Task brief: Repeat the records below word for word, but start at the line that contains "Category: plastic chair", stop after the last line, and include nothing else.

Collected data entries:
········

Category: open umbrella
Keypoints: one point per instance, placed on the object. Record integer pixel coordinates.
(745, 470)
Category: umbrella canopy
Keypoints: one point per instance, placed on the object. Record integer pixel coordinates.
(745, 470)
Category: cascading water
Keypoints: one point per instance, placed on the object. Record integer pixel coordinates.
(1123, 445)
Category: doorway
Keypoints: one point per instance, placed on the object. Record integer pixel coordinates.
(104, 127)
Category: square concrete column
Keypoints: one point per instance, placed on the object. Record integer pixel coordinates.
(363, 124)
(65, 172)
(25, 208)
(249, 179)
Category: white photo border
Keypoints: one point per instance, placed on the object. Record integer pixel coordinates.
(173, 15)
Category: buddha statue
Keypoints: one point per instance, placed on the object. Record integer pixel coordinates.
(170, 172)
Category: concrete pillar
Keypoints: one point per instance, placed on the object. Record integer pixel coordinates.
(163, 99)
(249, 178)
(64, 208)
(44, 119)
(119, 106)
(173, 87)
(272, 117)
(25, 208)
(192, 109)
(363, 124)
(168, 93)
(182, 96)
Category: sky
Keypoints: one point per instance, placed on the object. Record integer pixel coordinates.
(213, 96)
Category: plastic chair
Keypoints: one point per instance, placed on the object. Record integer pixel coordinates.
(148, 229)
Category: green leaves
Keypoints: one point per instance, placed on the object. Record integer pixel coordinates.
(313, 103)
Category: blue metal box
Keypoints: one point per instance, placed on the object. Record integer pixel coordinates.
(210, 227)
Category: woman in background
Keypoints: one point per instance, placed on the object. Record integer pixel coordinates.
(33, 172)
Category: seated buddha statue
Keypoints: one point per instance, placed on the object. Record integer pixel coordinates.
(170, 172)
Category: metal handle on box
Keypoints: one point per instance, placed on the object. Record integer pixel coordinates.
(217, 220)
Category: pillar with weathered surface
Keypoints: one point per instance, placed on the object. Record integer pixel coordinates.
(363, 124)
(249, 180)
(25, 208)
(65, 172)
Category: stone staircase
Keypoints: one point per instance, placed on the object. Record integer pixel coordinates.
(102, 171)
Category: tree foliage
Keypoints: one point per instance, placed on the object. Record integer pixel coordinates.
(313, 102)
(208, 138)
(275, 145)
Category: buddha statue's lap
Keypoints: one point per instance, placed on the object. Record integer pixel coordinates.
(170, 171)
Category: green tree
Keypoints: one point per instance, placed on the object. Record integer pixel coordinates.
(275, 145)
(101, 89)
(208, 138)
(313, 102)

········

Final result:
Category: plastic chair
Keypoints: one point per instance, placed on the object. Record integer pixel coordinates.
(148, 229)
Category: green leaves
Keypoints: one point per instance, placed on the object. Record integer pixel coordinates.
(313, 103)
Category: blue metal box
Keypoints: one point per instance, placed on the object. Record integer pixel coordinates.
(210, 227)
Category: woman in background
Keypoints: one point per instance, placed on the object. Record integer pixel coordinates.
(33, 172)
Category: seated buddha statue
Keypoints: one point per instance, placed on the object. Record integer pixel coordinates.
(170, 172)
Category: metal handle on box
Keypoints: one point per instance, placed on the object. Record integer pixel coordinates.
(217, 220)
Category: pillar with weathered surface
Keypoints: one point per instance, placed on the object. Record integer pixel coordinates.
(363, 124)
(249, 180)
(25, 208)
(65, 172)
Category: stone staircase
Keypoints: one point per instance, placed on the object. Record integer pixel coordinates.
(102, 171)
Category: tree foliage
Keypoints: one point per instance, placed on the object. Record integer pixel coordinates.
(313, 102)
(208, 138)
(275, 145)
Category: buddha statue's lap
Keypoints: one point per instance, placed on the object. Record integer pixel coordinates.
(170, 171)
Category: green tree
Keypoints: one point per instance, placed on the object. Record integer pixel coordinates.
(275, 145)
(101, 89)
(208, 138)
(313, 102)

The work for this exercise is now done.